PROVIDED PASSAGE –
********************

Adonal / Blazinol (name in Canada) is based on the old Rodinal forum.


----------



## Dave442 (Feb 4, 2015)

I think Adonal is basically like the old Rodinal so take a look at that.
For fine grain I usually used HC110.


----------



## Rollei12 (Feb 4, 2015)

Thanks again everyone


----------



## Dave442 (Feb 4, 2015)

I started with D76 powder Developer, good and cheap, but for smaller batches of film developing it is much easier to use the liquid developers. Like the powder, with liquid you usually make a stock solution and then for each session make the working solution. So with HC110 it would be 1 part concentrate to 3 parts water to make stock solution and then the working solution would be further diluted. Or go straight from concentrate to working solution if developing very infrequently.


----------



## Rollei12 (Feb 4, 2015)

Dave442 said:


> I started with D76 powder Developer, good and cheap, but for smaller batches of film developing it is much easier to use the liquid developers. Like the powder, with liquid you usually make a stock solution and then for each session make the working solution. So with HC110 it would be 1 part concentrate to 3 parts water to make stock solution and then the working solution would be further diluted. Or go straight from concentrate to working solution if developing very infrequently.



I take it all the instructions are with the product?  This sounds fun


----------



## Dave442 (Feb 4, 2015)

The product has some basic instructions. There are guides for each product from the manufacturer and then many other guides. Finally you need to make notes when you develop and then adjust in subsequent developments as your water is different from others.


----------



## gsgary (Feb 5, 2015)

For timings try Massive Dev Chart, I usually develop more than it states because I like contrasty negs


----------



## timor (Feb 5, 2015)

Rollei12 said:


> So some other questions here...
> 
> Which is a recommended choice to get started with: Kodak or Ilford?  I seem to like the liquid chemical idea better than powder but maybe powder is better?
> 
> ...


The magic of b&w film is, that everything is a personal choice. The best of film or chemicals is what works best for you. That is why you will not get any singularly answer. Any developer can give you foot results with any film. There is a large number of veritable starting with technical state of your camera nobody can really take in account. B&w film is an empiric affair, very persomal , one has to work out own way. Manufacturers, or ours for that matter, recommendations are only a starting point. By changing some of the variable you may arrive at your perfect negative and suddenly you may see your way is different than ours. Shoot film, develop how you like or can, see results, don't get frustrated if not that good, think what's wrong, apply change, try again. After 4-5 rounds you will start to feel it.


----------



## compur (Feb 5, 2015)

Freestyle has Rodinal but it can only be shipped within the USA. It's currently being marketed as an Adox product. It should be available in Canada.


----------



## christopher walrath (Feb 5, 2015)

Personal recommendations for just starting?
HC110
Kodak Indicator Stop
Kodafix
and for paper - Ilford Multigrade and Selenium Toner


----------

********************

MATERIAL PROVIDED –
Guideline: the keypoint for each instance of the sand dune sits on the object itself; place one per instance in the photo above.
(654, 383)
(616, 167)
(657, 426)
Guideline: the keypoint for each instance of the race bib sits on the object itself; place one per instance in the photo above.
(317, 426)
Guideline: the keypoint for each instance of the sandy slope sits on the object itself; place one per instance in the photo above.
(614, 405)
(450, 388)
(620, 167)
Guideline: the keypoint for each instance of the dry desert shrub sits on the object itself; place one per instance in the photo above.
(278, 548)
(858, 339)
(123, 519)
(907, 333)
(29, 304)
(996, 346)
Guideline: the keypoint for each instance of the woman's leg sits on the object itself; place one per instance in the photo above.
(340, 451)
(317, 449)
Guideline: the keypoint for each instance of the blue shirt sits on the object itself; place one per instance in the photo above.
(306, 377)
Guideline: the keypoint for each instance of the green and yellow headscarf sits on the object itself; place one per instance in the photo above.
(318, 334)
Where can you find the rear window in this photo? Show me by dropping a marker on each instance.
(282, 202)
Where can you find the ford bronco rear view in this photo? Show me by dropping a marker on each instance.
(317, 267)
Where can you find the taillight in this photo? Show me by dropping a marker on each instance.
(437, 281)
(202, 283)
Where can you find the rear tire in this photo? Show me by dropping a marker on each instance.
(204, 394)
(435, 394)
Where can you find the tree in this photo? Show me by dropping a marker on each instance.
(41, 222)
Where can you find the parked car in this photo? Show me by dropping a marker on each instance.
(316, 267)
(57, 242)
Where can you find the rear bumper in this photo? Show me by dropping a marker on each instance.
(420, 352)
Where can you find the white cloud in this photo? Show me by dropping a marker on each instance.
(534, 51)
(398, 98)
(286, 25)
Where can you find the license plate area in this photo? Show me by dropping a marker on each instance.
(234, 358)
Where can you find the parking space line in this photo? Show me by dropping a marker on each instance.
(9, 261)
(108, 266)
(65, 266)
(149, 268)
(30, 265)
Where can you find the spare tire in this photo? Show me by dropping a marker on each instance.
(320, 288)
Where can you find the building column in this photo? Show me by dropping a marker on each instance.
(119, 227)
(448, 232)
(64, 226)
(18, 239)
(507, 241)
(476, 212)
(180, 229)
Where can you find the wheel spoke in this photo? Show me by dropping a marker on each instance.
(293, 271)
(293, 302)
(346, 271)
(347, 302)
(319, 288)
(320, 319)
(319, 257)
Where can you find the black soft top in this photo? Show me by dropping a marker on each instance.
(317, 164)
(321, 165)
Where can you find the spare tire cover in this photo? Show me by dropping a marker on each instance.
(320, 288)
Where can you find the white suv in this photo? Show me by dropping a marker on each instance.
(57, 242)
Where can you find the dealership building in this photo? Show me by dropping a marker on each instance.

********************

COMPLETE THE FOLLOWING –
**a)** For each statement, decide whether the forum thread on film developers agrees with it. Answer yes or no, and quote the deciding words of the thread. (i) Dave442 makes HC110 stock solution from 1 part concentrate to 3 parts water. (ii) compur says Freestyle can ship Rodinal to Canada. (iii) gsgary develops for less time than Massive Dev Chart states.
**b)** Reproduce the part of the forum thread on film developers between "## timor (Feb" and "powder is better?", inclusive.

RESPONSES FOR EACH TASK –
**a)**
(i) Yes: "So with HC110 it would be 1 part concentrate to 3 parts water to make stock solution"
(ii) No: "Freestyle has Rodinal but it can only be shipped within the USA."
(iii) No: "I usually develop more than it states because I like contrasty negs"

**b)**
## timor (Feb 5, 2015)

Rollei12 said:


> So some other questions here...
> 
> Which is a recommended choice to get started with: Kodak or Ilford?  I seem to like the liquid chemical idea better than powder but maybe powder is better?